### Work instruction
Reproduce exactly the span of lines that opens with the line containing "Can you see the tall" and closes with the last line of the entries below.

### Data excerpts
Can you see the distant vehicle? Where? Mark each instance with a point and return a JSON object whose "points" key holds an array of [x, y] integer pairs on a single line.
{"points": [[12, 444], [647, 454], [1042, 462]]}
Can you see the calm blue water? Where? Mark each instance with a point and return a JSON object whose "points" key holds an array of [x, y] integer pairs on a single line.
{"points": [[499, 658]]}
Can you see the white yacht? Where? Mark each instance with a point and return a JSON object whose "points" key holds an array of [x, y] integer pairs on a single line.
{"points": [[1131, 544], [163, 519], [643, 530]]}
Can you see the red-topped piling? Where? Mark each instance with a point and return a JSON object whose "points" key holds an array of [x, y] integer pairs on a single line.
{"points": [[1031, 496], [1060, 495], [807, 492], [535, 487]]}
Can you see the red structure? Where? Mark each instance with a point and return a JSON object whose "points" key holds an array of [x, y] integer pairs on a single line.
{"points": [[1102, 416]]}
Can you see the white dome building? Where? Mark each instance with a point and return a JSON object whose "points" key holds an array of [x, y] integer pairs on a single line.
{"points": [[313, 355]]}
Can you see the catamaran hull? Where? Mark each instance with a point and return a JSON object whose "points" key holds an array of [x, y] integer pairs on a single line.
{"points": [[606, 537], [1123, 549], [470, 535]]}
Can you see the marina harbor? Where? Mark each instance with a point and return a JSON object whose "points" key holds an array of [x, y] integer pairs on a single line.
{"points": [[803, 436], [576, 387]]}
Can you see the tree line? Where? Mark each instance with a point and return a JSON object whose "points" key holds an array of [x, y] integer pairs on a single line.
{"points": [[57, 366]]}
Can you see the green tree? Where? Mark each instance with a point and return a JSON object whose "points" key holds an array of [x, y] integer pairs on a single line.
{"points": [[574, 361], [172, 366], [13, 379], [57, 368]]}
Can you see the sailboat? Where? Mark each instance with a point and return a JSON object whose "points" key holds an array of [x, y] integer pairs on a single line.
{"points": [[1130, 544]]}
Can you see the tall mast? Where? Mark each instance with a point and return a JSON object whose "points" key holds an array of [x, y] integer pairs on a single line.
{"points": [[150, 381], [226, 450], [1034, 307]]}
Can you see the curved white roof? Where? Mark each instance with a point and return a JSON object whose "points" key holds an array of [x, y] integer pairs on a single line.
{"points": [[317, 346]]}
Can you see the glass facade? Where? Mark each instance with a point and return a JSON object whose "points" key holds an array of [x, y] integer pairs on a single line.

### Result
Can you see the tall mast? Where? Mark each instance with a point and return a JSON object whose "points" key holds an array of [x, y] integer pairs on a single line.
{"points": [[150, 381], [226, 450], [1034, 307]]}
Can you see the curved white roof? Where? Mark each instance with a point and return a JSON object whose "points" key holds an array of [x, y] integer pairs on a single line.
{"points": [[317, 346]]}
Can you see the glass facade? Where? Mark each instance with a point and return a JSON object whose "points" key holds an array of [x, y] integer pairs on a single line.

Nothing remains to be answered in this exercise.